WHAT YOU HAVE TO DO
Please reproduce the full listing exactly, with nothing added.
### THE RECORDS
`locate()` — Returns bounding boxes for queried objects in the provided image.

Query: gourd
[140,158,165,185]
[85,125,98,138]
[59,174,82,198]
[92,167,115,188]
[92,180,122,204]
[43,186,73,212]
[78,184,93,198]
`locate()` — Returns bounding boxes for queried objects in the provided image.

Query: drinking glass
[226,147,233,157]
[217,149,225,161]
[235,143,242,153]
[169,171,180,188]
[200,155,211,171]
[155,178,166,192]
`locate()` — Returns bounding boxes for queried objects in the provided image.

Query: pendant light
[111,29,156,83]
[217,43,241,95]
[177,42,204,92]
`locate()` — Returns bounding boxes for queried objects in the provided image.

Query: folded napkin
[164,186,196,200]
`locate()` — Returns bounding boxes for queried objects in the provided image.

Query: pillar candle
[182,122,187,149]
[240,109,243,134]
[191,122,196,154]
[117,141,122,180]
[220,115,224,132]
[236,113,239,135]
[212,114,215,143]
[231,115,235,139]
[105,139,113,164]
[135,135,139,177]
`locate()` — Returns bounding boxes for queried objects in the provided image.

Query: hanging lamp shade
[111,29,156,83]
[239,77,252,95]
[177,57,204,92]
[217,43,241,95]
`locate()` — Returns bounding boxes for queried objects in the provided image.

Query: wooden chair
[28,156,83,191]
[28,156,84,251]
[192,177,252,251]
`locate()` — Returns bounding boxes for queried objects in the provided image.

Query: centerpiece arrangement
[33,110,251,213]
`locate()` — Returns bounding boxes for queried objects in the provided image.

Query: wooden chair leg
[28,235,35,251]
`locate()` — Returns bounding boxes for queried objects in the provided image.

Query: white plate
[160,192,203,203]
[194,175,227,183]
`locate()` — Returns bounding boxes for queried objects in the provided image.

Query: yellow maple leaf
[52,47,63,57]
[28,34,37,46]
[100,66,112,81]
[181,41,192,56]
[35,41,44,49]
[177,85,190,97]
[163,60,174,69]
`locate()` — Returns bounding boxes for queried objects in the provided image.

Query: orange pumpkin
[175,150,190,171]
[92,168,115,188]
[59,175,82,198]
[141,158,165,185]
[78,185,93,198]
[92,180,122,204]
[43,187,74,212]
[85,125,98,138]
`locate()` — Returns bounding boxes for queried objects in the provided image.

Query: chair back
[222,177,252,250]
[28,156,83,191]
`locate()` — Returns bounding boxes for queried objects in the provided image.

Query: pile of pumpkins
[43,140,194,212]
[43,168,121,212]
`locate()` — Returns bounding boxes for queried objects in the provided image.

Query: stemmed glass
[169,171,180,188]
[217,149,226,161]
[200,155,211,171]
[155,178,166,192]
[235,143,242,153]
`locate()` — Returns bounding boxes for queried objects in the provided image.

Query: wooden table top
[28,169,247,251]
######
RESPONSE TO THIS EXERCISE
`locate()` — Returns bounding boxes for queried objects in the provided image.

Query: gourd
[140,158,165,185]
[85,125,98,138]
[59,174,82,198]
[92,167,115,188]
[92,180,122,204]
[43,186,73,212]
[78,184,93,198]
`locate()` — Returns bounding boxes for queried objects in the provided image.

Query: drinking glass
[226,147,233,157]
[217,149,225,161]
[235,143,242,153]
[169,171,180,188]
[200,155,211,171]
[155,178,166,192]
`locate()` — Returns bounding boxes for queried objects in the provided image.

Query: pendant light
[111,29,156,83]
[217,43,241,95]
[177,42,204,92]
`locate()` — Returns bounding boxes for queried objects in the provided image.

Query: folded napkin
[164,186,196,200]
`locate()` — Returns bounding boxes for queried objects in the provided image.

Query: pillar candle
[182,122,187,149]
[240,109,243,134]
[191,122,196,154]
[117,141,122,180]
[220,115,224,132]
[236,113,239,135]
[212,114,215,143]
[231,115,235,139]
[105,139,113,164]
[135,135,139,177]
`locate()` — Returns bounding boxes for queried objects in the provided image.

Query: hanging lamp shade
[111,29,156,83]
[239,77,252,95]
[177,57,204,92]
[217,43,241,95]
`locate()` — Returns bounding boxes for queried objects in the provided image.

Query: wooden chair
[28,156,83,191]
[28,156,84,251]
[192,177,252,251]
`locate()` — Returns bounding boxes for queried objects in the provided image.

Query: centerpiece arrangement
[33,110,251,213]
`locate()` — Returns bounding boxes for queried objects in the provided image.

Query: wooden chair leg
[28,235,35,251]
`locate()` — Returns bounding boxes for queried objects in the provided image.

Query: white plate
[160,192,203,203]
[194,175,227,183]
`locate()` — Returns bounding boxes for queried objects in the provided image.

Query: yellow maple leaf
[52,47,63,57]
[28,34,37,46]
[100,66,112,81]
[181,41,192,56]
[35,41,44,49]
[177,85,190,97]
[163,60,174,69]
`locate()` — Returns bounding boxes for queried objects in the provided image.

Query: orange pumpkin
[175,150,190,171]
[92,168,115,188]
[59,175,82,198]
[141,158,165,185]
[78,185,93,198]
[92,180,122,204]
[43,187,74,212]
[85,125,98,138]
`locate()` — Returns bounding boxes for queried objects in the provided image.

Query: chair back
[222,177,252,250]
[28,156,83,191]
`locate()` — Returns bounding boxes for queried objects in the provided image.

Query: pile of pumpkins
[43,140,194,212]
[43,168,121,212]
`locate()` — Returns bounding boxes for queried objects in the provided image.

Query: stemmed glass
[169,171,180,188]
[217,149,226,161]
[200,155,211,171]
[155,178,166,192]
[235,143,242,153]
`locate()` — Returns bounding boxes for queried objects in the provided image.

Query: wooden table top
[28,169,247,251]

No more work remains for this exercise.